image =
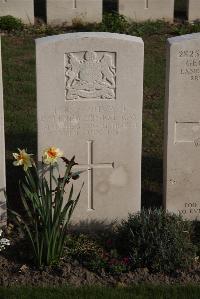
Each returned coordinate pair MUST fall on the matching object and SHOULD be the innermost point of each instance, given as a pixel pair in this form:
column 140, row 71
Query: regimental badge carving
column 90, row 75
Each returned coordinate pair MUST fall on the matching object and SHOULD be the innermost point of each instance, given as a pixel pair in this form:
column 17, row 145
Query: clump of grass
column 10, row 23
column 157, row 240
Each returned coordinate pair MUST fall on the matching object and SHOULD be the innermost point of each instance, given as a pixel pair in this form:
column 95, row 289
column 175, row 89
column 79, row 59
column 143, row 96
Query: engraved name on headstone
column 193, row 10
column 182, row 127
column 89, row 95
column 3, row 214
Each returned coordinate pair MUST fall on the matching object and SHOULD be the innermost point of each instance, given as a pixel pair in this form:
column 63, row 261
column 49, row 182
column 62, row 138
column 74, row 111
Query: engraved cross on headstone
column 90, row 166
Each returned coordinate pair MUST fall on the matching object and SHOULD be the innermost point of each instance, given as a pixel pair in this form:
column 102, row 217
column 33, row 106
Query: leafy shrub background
column 158, row 241
column 10, row 23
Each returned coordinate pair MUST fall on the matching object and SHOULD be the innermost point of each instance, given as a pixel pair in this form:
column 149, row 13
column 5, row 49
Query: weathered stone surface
column 2, row 156
column 23, row 9
column 89, row 95
column 182, row 127
column 142, row 10
column 193, row 10
column 69, row 11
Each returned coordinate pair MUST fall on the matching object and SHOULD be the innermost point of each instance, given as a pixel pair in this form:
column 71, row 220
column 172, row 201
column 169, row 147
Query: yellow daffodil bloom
column 51, row 154
column 23, row 159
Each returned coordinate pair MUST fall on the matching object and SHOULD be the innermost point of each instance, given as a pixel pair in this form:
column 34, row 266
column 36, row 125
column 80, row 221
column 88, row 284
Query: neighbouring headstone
column 89, row 103
column 3, row 214
column 74, row 11
column 23, row 9
column 193, row 10
column 182, row 127
column 142, row 10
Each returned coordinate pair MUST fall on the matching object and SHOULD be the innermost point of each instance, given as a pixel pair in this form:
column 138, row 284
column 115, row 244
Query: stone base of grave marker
column 142, row 10
column 89, row 104
column 23, row 9
column 193, row 10
column 74, row 11
column 182, row 127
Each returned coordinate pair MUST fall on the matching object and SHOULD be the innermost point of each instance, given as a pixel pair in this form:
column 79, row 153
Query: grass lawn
column 20, row 104
column 19, row 78
column 136, row 292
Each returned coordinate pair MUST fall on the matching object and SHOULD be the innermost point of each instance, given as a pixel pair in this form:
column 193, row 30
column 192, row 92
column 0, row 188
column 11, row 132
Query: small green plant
column 157, row 240
column 10, row 23
column 46, row 215
column 3, row 241
column 88, row 252
column 113, row 22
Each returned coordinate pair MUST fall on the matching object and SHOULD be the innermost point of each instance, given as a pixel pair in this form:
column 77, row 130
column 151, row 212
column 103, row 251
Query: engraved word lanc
column 90, row 75
column 90, row 166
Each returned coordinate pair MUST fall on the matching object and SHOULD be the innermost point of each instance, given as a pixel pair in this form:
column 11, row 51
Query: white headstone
column 89, row 103
column 22, row 9
column 193, row 10
column 2, row 156
column 142, row 10
column 182, row 127
column 69, row 11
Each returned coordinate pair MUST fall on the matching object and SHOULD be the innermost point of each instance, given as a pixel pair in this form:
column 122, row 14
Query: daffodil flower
column 51, row 154
column 23, row 159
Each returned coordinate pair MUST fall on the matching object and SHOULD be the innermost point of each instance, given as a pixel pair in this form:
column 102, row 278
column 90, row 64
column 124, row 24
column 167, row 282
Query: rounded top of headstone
column 183, row 38
column 83, row 35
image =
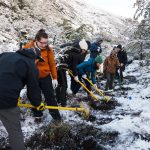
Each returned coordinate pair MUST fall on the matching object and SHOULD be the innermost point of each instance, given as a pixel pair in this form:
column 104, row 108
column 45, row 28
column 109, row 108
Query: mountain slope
column 29, row 16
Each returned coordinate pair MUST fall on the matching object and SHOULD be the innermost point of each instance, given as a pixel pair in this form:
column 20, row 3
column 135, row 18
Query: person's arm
column 105, row 64
column 33, row 89
column 82, row 66
column 52, row 64
column 93, row 77
column 125, row 58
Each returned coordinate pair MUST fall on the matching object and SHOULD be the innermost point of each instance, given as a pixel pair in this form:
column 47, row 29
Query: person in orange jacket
column 47, row 73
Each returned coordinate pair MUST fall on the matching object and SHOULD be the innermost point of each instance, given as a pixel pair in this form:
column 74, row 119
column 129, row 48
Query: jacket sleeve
column 93, row 77
column 74, row 65
column 33, row 89
column 105, row 64
column 52, row 64
column 125, row 58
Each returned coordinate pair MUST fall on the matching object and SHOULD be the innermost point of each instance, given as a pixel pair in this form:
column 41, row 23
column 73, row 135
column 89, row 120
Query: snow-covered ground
column 130, row 119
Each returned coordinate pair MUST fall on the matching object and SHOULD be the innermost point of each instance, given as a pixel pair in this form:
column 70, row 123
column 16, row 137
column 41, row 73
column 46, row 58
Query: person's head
column 83, row 45
column 41, row 39
column 119, row 47
column 113, row 53
column 98, row 61
column 99, row 41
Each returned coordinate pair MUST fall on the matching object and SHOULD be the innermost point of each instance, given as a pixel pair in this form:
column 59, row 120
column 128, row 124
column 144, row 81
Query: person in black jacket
column 73, row 57
column 62, row 84
column 17, row 70
column 122, row 56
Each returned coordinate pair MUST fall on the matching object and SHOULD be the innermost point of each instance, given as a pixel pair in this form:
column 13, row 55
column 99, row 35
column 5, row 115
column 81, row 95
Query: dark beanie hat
column 119, row 46
column 99, row 59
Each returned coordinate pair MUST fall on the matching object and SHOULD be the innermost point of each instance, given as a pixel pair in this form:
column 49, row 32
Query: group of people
column 34, row 65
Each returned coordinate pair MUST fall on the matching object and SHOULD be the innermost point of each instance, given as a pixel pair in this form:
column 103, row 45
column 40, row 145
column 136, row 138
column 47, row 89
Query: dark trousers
column 11, row 121
column 75, row 86
column 48, row 91
column 110, row 80
column 62, row 87
column 119, row 74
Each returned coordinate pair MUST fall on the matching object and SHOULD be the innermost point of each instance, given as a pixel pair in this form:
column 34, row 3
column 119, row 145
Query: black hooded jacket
column 74, row 58
column 17, row 70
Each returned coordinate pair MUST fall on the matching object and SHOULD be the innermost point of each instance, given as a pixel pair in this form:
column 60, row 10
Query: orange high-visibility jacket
column 48, row 67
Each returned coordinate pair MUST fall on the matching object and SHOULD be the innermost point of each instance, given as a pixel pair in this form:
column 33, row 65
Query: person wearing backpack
column 111, row 64
column 17, row 69
column 75, row 56
column 122, row 56
column 47, row 74
column 96, row 48
column 87, row 69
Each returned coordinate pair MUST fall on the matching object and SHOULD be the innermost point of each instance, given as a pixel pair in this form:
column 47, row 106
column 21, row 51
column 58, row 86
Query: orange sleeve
column 52, row 64
column 29, row 45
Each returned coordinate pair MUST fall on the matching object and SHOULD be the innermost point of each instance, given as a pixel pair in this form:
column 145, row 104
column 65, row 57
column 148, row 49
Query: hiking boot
column 38, row 119
column 56, row 121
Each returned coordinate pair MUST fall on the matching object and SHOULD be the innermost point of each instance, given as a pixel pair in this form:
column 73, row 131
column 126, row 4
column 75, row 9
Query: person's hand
column 76, row 78
column 121, row 64
column 84, row 76
column 95, row 85
column 54, row 83
column 40, row 107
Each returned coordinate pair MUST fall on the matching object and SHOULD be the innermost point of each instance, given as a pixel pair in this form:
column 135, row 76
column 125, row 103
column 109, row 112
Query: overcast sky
column 119, row 7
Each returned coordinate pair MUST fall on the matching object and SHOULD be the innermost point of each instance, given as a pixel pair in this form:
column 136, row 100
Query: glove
column 76, row 78
column 41, row 107
column 95, row 85
column 55, row 83
column 84, row 76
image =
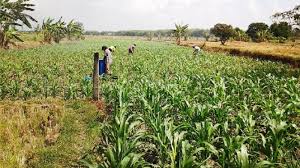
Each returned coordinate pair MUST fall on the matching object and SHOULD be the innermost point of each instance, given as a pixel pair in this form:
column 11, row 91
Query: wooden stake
column 96, row 77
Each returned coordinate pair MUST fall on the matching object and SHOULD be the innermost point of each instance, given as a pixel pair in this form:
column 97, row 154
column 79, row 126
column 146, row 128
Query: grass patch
column 46, row 133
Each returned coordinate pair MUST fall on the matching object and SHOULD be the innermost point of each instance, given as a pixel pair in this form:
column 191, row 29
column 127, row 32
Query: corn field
column 169, row 108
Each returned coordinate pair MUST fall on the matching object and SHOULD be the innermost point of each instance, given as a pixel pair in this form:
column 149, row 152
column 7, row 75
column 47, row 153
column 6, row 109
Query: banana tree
column 74, row 29
column 59, row 30
column 13, row 14
column 180, row 31
column 47, row 29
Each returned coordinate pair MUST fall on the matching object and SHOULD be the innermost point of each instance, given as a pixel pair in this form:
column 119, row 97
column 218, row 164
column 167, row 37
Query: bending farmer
column 107, row 58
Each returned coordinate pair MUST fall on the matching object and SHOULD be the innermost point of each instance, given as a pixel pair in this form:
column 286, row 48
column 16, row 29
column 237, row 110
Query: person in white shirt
column 107, row 58
column 197, row 50
column 131, row 49
column 112, row 48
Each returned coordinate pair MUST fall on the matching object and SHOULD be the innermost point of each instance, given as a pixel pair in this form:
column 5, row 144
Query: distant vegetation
column 285, row 27
column 14, row 14
column 52, row 30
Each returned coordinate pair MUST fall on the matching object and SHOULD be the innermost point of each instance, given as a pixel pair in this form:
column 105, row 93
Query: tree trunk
column 96, row 77
column 179, row 41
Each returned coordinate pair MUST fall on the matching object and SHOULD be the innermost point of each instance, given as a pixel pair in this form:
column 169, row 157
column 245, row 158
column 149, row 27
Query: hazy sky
column 159, row 14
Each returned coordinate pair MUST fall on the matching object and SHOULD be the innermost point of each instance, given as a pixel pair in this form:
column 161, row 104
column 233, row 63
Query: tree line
column 14, row 14
column 286, row 26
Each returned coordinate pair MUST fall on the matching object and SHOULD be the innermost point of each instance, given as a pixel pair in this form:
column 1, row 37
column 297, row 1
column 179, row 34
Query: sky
column 113, row 15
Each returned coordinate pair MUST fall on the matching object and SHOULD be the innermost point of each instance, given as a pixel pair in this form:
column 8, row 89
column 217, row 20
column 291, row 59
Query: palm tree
column 13, row 14
column 180, row 31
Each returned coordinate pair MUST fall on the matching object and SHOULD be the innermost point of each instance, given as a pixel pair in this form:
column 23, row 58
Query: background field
column 216, row 103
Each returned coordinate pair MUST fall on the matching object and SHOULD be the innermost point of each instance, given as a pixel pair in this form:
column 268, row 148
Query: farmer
column 131, row 49
column 112, row 48
column 107, row 58
column 197, row 50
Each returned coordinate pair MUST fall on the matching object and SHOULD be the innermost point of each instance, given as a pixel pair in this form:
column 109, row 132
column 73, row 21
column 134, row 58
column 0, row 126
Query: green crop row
column 170, row 109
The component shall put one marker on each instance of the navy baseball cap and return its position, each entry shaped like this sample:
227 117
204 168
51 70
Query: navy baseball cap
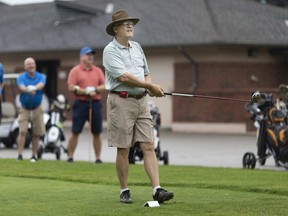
87 50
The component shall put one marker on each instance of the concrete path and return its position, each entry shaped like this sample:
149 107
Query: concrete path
211 150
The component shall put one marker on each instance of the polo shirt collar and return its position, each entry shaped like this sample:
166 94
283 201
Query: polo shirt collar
120 45
84 69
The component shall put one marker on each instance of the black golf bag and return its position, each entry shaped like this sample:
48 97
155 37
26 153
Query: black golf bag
272 133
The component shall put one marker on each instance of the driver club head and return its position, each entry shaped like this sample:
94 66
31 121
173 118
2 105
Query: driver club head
256 97
284 92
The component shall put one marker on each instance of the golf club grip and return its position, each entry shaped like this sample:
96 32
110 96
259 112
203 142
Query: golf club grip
207 97
167 93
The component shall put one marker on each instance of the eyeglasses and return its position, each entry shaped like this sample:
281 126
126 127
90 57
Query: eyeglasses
126 24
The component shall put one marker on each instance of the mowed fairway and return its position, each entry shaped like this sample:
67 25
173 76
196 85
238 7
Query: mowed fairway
81 188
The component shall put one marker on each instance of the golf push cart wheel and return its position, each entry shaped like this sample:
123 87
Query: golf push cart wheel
249 161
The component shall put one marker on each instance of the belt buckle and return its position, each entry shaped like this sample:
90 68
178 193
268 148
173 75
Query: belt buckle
123 94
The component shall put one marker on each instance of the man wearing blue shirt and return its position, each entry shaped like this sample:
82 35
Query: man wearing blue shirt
31 84
1 88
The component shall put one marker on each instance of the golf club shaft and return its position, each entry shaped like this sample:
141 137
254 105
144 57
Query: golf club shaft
207 97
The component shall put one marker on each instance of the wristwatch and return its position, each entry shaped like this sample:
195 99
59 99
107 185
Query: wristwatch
76 88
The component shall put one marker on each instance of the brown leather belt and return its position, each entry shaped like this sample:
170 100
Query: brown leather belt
124 94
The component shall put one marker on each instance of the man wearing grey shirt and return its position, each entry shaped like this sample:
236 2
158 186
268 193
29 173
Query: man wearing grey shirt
128 80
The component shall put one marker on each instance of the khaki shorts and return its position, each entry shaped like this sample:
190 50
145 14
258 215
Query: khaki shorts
38 127
128 121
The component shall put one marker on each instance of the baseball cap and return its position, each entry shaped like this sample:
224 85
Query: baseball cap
86 50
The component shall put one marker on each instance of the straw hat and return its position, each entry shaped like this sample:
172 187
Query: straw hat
119 16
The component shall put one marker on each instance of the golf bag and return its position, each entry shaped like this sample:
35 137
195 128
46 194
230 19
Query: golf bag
135 153
272 133
54 135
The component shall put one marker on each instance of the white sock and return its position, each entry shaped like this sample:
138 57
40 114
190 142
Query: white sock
122 190
155 189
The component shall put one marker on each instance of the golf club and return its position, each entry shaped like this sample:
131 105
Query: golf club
90 127
254 98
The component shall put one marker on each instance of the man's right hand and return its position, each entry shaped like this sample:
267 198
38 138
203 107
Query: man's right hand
156 90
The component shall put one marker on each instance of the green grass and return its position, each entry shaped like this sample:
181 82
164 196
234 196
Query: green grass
58 188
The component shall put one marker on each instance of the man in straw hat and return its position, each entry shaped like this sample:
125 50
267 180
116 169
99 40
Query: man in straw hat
129 122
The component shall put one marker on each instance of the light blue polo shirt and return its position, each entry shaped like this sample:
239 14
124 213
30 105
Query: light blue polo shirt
118 59
27 101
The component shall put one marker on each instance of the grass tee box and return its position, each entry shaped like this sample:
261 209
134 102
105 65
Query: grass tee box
59 188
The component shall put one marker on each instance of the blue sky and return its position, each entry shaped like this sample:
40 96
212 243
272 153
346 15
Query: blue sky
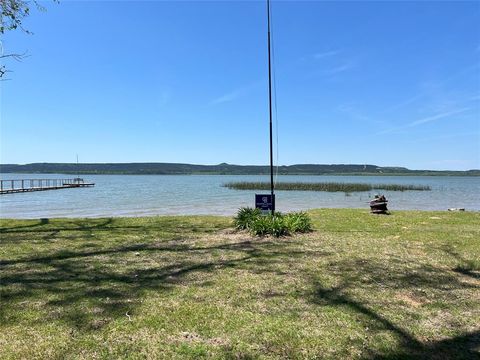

________

Exactly as written, repeat the lines from the beginning of the entries up to and including the line with "column 143, row 96", but not the pictures.

image =
Each returned coordinate pair MUST fall on the matching object and SHOULD be the innermost point of each instance, given as a pixel pair in this form:
column 140, row 71
Query: regimental badge carving
column 90, row 75
Each returned coordinate pair MUST fall on the matching object and SHOULD be the innermost point of each instance, given as a pixel pair in this form:
column 17, row 145
Query: clump of grass
column 10, row 23
column 157, row 240
Each returned coordinate pair MUST fall on the matching object and SHOULD be the innermost point of each instance, given as a pixel pair in this form:
column 95, row 289
column 175, row 89
column 79, row 59
column 143, row 96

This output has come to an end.